---- Фрагмент документа

Есть еще одно различие: в рассказе неоднократно указывается на то, что после организации столь глобального сотрясения устоев необходимо покаяние, что, увы, в истории человечества никогда не утратит своей актуальности.

Тень Калафата присутствует во многих произведениях Леонида Леонова. Именно она диктует Митьке Векшину уверенность в том, что слово “человек” выше всех “титулов” на свете, и Пчхову, “слесарных дел мастеру и человеку”, родственнику по духу и “лесному старичку”, “Божьему мужичку Семену” не сокрушить Митькиной гордыни напоминанием о черном ангеле, падающем “башкой вниз”.

Притчи о Калафате из романа “Барсуки” и об Адаме и Еве из романа “Вор” дают еще один росток — встречаются две фразы: “туда и другие дороги есть” и “в тот сад другая дорога имеется” . Сказанные антиподами, они так же контрастны, как добро и зло, удерживающее Адама и Еву “на окольной дорожке” “вдалеке от царских врат”.

Следует рассказать о том, что много лет назад Галина Ивановна Платошкина задала Л. М. Леонову вопрос: “Какова эта “другая дорога”, о которой говорится и в притче о Калафате, и в притче об Адаме и Еве?..” Леонид Максимович пояснил: “Легенду о Калафате трактовали неверно, как и многое в романе “ Вор” ... Так вот — есть две дороги: вера и наука...”.

И Пчхов, утверждающий, что цивилизация и наука, позволяя заглянуть в бездну, в равной степени предоставляют возможность сорваться в нее, выражает позицию автора. Стремление к материалистическому прогрессу без духовной цели неизменно ведет к падению — вот причина крушения Вавилонских башен, в том числе и Калафатовой. “Не остановишься, если бы захотел” . Мысль эта, различно выраженная, присутствует почти во всех произведениях писателя. В неопуб-ликованных записках Леонова о дорогах веры и науки сказано так:

“Вера познает мир, исходя от большого к малому, наука же — наоборот. В первом случае один ответ на все возможные запросы, в другом же множество противоречивых в зависимости от переменных стадий познания и нравственного состояния человека”.

“Наука — непрерывный, на чей-то странный зов, неведомо откуда, бег ума по анфиладам пустых и гулких зал в надежде на разоблачение некоей сокровенной тайны, чтобы в конце всего познать разочарование в себе и величие того, на что посягали”.

В романе “Дорога на Океан” именно над этим вопросом начинает задумываться перед смертью Курилов, неверующий, преданный идее коммунист. Он расска-зывает Зямке притчу — или сказку? — о белом слоне.

--------

* Задание 1
Перепечатайте без изменений отрывок из текста о творчестве Леонида Леонова. Начните со слов «Есть еще одно» и остановитесь после слов «утратит своей актуальности.».
* Задание 2
Кратко перескажите абзац текста о творчестве Леонида Леонова, который начинается словами «Следует рассказать о том, что много лет назад». Сохраните его основные факты.
* Задание 3
Напишите продолжение текста о творчестве Леонида Леонова, которое следует сразу за его последним предложением.

---- Исходные записи

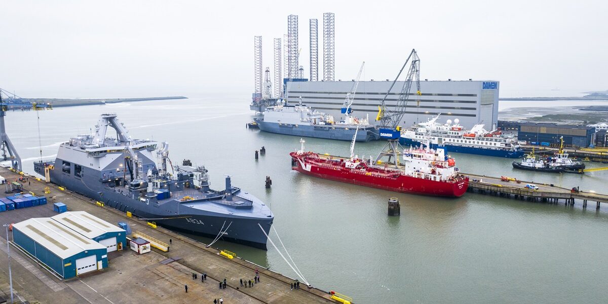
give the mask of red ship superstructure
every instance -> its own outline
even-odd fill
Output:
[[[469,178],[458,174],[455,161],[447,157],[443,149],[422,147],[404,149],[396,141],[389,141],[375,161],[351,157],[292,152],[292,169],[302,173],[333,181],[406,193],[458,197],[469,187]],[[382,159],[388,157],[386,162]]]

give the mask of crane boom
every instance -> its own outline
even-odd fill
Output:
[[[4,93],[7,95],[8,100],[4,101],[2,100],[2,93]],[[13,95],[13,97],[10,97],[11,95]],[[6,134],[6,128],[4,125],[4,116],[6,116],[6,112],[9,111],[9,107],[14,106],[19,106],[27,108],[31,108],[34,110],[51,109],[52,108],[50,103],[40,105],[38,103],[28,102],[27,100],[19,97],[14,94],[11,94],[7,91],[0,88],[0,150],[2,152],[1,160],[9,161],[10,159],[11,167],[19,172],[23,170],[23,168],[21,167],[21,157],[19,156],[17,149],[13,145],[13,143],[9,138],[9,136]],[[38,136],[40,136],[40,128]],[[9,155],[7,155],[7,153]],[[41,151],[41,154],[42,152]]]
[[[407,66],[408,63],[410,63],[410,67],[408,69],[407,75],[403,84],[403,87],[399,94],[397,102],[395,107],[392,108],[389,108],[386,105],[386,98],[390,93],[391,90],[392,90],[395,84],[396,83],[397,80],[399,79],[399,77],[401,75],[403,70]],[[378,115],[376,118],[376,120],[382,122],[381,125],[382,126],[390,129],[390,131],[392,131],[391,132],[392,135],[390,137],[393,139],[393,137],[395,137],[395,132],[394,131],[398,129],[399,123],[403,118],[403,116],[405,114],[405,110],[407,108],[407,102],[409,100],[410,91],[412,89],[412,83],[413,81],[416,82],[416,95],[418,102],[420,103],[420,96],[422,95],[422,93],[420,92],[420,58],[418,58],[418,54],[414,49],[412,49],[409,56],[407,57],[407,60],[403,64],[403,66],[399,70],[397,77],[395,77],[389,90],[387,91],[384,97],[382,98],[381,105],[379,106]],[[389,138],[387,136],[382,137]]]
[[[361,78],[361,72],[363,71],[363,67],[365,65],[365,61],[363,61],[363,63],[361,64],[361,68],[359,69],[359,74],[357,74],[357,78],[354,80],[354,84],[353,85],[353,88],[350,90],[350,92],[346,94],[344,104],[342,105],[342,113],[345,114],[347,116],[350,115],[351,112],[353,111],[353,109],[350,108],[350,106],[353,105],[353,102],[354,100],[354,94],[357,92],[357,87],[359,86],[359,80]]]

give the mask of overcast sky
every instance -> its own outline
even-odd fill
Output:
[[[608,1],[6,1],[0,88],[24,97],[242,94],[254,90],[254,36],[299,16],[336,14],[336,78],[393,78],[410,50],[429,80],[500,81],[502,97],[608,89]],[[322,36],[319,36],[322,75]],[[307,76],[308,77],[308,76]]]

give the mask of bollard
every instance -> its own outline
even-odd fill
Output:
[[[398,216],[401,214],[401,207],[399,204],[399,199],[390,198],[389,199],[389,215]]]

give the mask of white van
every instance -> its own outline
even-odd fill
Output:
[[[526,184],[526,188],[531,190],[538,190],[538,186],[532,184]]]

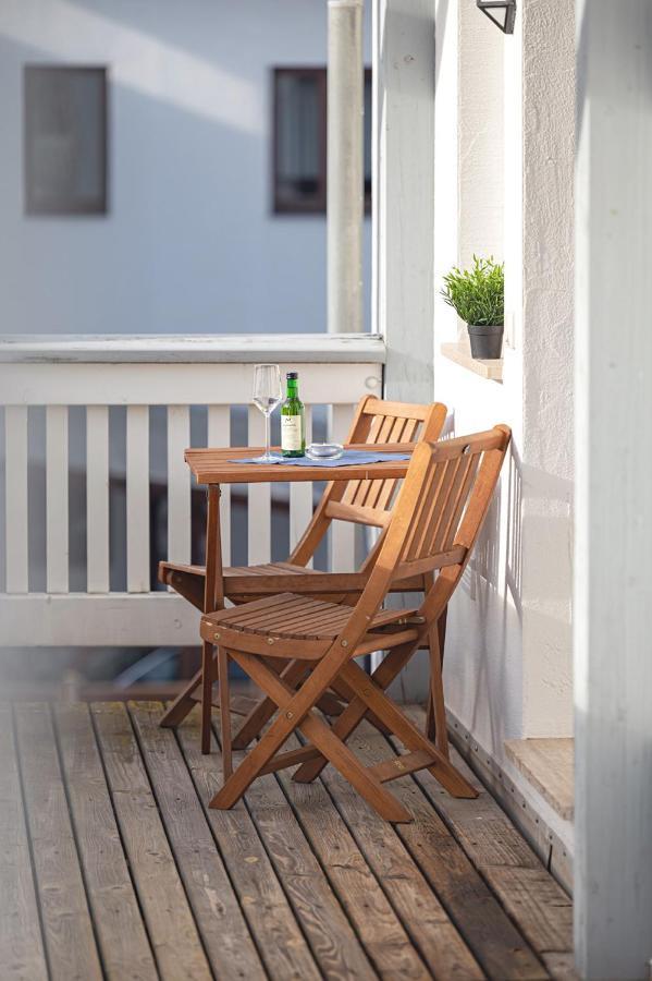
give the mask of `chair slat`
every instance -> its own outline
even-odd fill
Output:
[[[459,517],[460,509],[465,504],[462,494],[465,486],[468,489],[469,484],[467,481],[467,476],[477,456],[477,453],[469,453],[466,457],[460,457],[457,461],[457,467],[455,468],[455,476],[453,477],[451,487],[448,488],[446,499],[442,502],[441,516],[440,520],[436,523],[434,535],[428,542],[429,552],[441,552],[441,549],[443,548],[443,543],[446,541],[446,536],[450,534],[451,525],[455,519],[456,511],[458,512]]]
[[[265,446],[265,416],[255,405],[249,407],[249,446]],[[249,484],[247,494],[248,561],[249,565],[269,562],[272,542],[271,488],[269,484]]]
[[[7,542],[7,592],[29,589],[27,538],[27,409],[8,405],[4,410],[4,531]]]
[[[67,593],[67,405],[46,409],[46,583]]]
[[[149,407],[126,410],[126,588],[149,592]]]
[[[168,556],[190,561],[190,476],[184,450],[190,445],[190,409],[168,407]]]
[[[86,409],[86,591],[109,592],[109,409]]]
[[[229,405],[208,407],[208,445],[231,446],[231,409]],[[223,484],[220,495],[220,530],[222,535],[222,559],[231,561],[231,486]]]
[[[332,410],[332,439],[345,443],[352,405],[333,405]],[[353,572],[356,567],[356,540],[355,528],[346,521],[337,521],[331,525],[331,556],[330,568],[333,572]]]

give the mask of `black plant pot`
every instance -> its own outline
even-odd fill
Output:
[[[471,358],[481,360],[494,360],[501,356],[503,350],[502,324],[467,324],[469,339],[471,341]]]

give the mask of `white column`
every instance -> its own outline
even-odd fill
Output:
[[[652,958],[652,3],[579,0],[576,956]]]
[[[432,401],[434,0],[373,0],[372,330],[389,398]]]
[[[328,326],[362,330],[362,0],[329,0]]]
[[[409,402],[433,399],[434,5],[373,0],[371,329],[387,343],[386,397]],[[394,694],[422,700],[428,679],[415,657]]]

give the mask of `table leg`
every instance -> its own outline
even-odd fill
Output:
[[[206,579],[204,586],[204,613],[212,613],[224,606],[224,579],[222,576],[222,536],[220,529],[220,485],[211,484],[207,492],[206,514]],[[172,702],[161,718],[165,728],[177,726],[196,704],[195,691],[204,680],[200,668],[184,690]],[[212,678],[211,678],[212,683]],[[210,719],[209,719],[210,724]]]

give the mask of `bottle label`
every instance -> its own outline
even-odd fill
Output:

--------

* Результат 1
Есть еще одно различие: в рассказе неоднократно указывается на то, что после организации столь глобального сотрясения устоев необходимо покаяние, что, увы, в истории человечества никогда не утратит своей актуальности.

* Результат 2
Много лет назад Г. И. Платошкина спросила Л. М. Леонова, что это за «другая дорога», о которой говорится в притче о Калафате и в притче об Адаме и Еве. Леонов ответил, что легенду о Калафате, как и многое в романе «Вор», толковали неверно. Он пояснил, что есть две дороги: вера и наука.

* Результат 3
“Леонов пишет символами. С помощью слова он постоянно ищет возможности найти простор для устремления к отвлеченности, отжать факты живой жизни до степени концентрации готовых усложненных мыслительных блоков”, — писал О. Н. Михайлов.

“Слон (...) белый, умный, и черная клякса на лбу...” — он тоже является символом... В “смешном королевстве” его объявили богом, который принесет столетнюю сытость. Но “(...) бог испугался. Оборвал поводья (...) и (его) долго убивали стрелами” . Механик “выгреб из слона лопатой (... ) вставил механизм (...) и живот на случай поломки сделал на застежке  м о л н и я. Знаешь, как у твоей мамы на ботиках! (...) Так завелся собственный бог в черномазом королевстве”.

...Посягнули на некую тайну — низвергли, сокрушили, “выскребли”... Опустошили себя... Таким образом эта грустная сказка наводит на мысль о готовности Курилова к пересмотру, а возможно, и кардинальной переоценке некоторых позиций материалистического понимания мира.

Леонов не раз говорил, что истоки его мировоззрения скрываются в ранних рассказах... Далеко тянутся нити из притчи о Калафате. Притча подобна дереву, выходящему из земли в одной точке и, по мере удаления от нее, ветвящемуся многократно.

Семь лет разделяют   рассказ о Калафате и роман “Соть”.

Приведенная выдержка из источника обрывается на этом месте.